### Passage to read
:::::
I didn’t grow up thinking, “Oh, someday I want to start a lung cancer research foundation!” But life has a funny way of throwing you unexpected curve balls that can change the best-laid plans in a nanosecond.
Kim Norris Husband Roy Spiegel Diagnosis
I am Kim Norris and I am the Co-Founder and President of the Lung Cancer Foundation of America (LCFA). In 1999, I lost my husband, Roy, to lung cancer when he was 47 years old after we waged a two-year battle trying everything possible to save his life.
After building our lives together for 20 years, and making all sorts of wedding plans, we were married in the hospital just a few days before Christmas in 1999. Roy and I legalized our 20-year marriage 40 hours before lung cancer took him away from me.
Roy and I met when we were both in our early twenties. I was a successful consultant traveling all around the world working with and coaching CEOs and senior teams of Fortune 500 companies to become more profitable and effective…it seemed important at the time. Roy, the consummate entrepreneur, owned a digital imaging company started by his father. We were happy, successful, and living a good life.
:::::
### Data to examine
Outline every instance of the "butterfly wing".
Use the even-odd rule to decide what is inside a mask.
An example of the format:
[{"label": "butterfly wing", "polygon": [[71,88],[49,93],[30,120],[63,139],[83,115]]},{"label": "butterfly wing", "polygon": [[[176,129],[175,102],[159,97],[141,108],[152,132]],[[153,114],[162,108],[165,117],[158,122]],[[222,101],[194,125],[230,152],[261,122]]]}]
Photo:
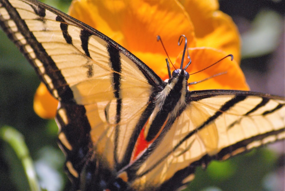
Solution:
[{"label": "butterfly wing", "polygon": [[116,168],[134,124],[164,83],[113,41],[58,10],[34,0],[1,5],[3,30],[60,102],[59,137],[71,175],[78,177],[90,147]]},{"label": "butterfly wing", "polygon": [[282,98],[188,92],[187,106],[171,127],[144,158],[129,164],[137,127],[146,122],[165,83],[111,39],[37,1],[1,0],[0,22],[60,101],[59,137],[75,189],[98,183],[88,184],[94,180],[84,179],[89,173],[111,181],[103,173],[108,170],[138,190],[172,190],[190,180],[197,166],[284,138]]},{"label": "butterfly wing", "polygon": [[194,178],[197,166],[285,138],[283,98],[225,90],[187,96],[185,110],[138,168],[138,187],[152,182],[175,190]]}]

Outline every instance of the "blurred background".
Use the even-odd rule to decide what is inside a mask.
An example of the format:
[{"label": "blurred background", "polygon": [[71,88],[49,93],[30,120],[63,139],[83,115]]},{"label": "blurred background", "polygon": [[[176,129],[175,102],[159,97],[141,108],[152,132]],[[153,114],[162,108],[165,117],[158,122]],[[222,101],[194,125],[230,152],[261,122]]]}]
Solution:
[{"label": "blurred background", "polygon": [[[66,12],[70,1],[42,1]],[[241,67],[251,90],[284,96],[285,0],[221,0],[220,9],[236,24],[243,41]],[[41,186],[49,191],[67,190],[64,155],[56,141],[54,120],[34,113],[34,95],[39,81],[27,60],[0,30],[0,128],[22,133]],[[186,190],[283,191],[284,142],[271,144],[223,162],[198,168]],[[27,190],[20,161],[0,140],[0,190]]]}]

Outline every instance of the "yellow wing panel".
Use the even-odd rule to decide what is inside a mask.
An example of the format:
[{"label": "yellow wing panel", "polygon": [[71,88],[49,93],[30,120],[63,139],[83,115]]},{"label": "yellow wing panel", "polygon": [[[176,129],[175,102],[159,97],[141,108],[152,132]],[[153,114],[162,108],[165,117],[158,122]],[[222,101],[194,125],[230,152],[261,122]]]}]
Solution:
[{"label": "yellow wing panel", "polygon": [[[222,156],[225,157],[217,159],[226,159],[229,156],[284,138],[285,101],[283,100],[271,99],[263,106],[246,115],[262,99],[257,96],[249,96],[222,112],[207,125],[203,125],[218,112],[221,106],[234,97],[234,95],[217,96],[191,102],[140,167],[137,172],[138,177],[133,183],[134,186],[139,188],[146,183],[151,185],[162,184],[178,171],[199,160],[205,155],[216,158],[215,155],[223,149],[245,140],[251,143],[245,148],[242,147],[242,144],[240,146],[238,145],[237,148],[242,149],[232,150],[229,155],[222,154]],[[282,106],[276,109],[278,105]],[[264,114],[268,111],[271,112]],[[199,129],[201,126],[203,127]],[[268,132],[278,130],[280,130],[275,134],[266,135]],[[258,138],[259,135],[264,136]]]}]

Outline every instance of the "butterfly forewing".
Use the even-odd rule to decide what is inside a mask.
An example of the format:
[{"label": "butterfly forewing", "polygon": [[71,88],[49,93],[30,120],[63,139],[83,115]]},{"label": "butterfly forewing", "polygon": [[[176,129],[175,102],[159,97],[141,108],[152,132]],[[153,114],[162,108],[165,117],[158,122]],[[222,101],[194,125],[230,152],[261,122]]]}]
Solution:
[{"label": "butterfly forewing", "polygon": [[197,166],[284,138],[283,98],[189,92],[182,76],[167,84],[100,32],[34,0],[0,0],[0,24],[60,101],[75,189],[120,179],[121,189],[172,190]]}]

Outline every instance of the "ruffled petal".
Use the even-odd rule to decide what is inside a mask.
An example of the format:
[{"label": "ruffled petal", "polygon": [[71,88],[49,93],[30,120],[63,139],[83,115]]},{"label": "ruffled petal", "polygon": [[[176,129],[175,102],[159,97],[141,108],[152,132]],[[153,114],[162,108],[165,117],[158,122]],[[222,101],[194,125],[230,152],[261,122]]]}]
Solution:
[{"label": "ruffled petal", "polygon": [[197,47],[207,47],[231,54],[239,63],[240,37],[231,18],[218,10],[217,1],[193,0],[181,3],[191,18],[197,38]]},{"label": "ruffled petal", "polygon": [[[192,61],[186,71],[190,74],[204,69],[227,55],[220,50],[209,47],[188,49]],[[188,82],[198,82],[221,73],[226,73],[214,77],[196,84],[189,86],[190,90],[209,89],[232,89],[248,91],[249,88],[243,73],[239,65],[230,57],[223,59],[213,66],[198,73],[190,75]],[[179,63],[182,59],[180,54],[176,62]],[[185,66],[188,61],[184,61]],[[179,66],[175,66],[178,68]]]},{"label": "ruffled petal", "polygon": [[34,110],[38,116],[44,119],[54,118],[58,101],[52,96],[44,84],[41,82],[34,98]]},{"label": "ruffled petal", "polygon": [[[76,1],[70,13],[133,53],[165,55],[161,44],[156,41],[157,35],[161,37],[170,57],[176,57],[181,50],[176,45],[181,34],[187,37],[189,47],[196,46],[192,22],[184,7],[176,1],[112,2]],[[143,57],[139,58],[151,67],[151,63],[145,61]]]}]

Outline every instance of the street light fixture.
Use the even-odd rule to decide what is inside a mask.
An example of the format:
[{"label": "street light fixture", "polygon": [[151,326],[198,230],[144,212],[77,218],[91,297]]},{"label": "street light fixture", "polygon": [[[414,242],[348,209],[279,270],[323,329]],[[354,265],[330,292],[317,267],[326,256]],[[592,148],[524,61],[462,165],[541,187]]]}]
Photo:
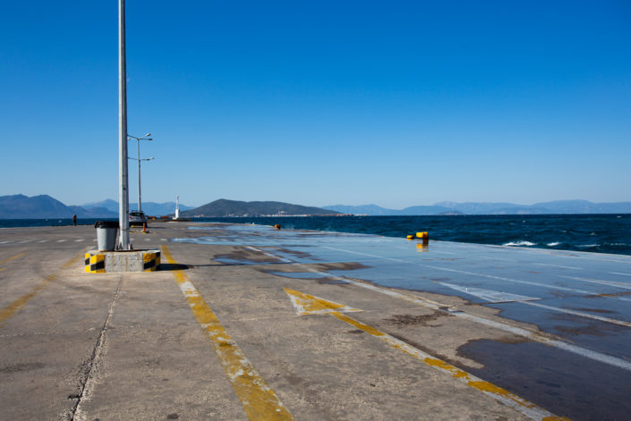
:::::
### Check your understanding
1 - Transcribe the stretch of the Kim Norris passage from "Kim Norris Husband" through "save his life.".
2 - In the Kim Norris passage, how old was Roy when lung cancer took his life?
3 - Please list each distinct length of time that the Kim Norris passage states with a number. Leave out ages.

### Answer list
1 -
Kim Norris Husband Roy Spiegel Diagnosis
I am Kim Norris and I am the Co-Founder and President of the Lung Cancer Foundation of America (LCFA). In 1999, I lost my husband, Roy, to lung cancer when he was 47 years old after we waged a two-year battle trying everything possible to save his life.

2 - He was 47 years old.

3 -
- two years (the battle against Roy's cancer)
- 20 years (their life together and their marriage)
- 40 hours (from the legal wedding to Roy's death)